* _Task to carry out_
What is needed here is every entry, retyped exactly.

Records Start Marker

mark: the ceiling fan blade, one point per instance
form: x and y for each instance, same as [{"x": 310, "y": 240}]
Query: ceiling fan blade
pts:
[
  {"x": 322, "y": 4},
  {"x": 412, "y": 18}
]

Records End Marker

* _Exercise response_
mark: the ceiling fan blade, one point per instance
form: x and y for each instance, same as [{"x": 310, "y": 240}]
Query: ceiling fan blade
pts:
[
  {"x": 322, "y": 4},
  {"x": 412, "y": 18}
]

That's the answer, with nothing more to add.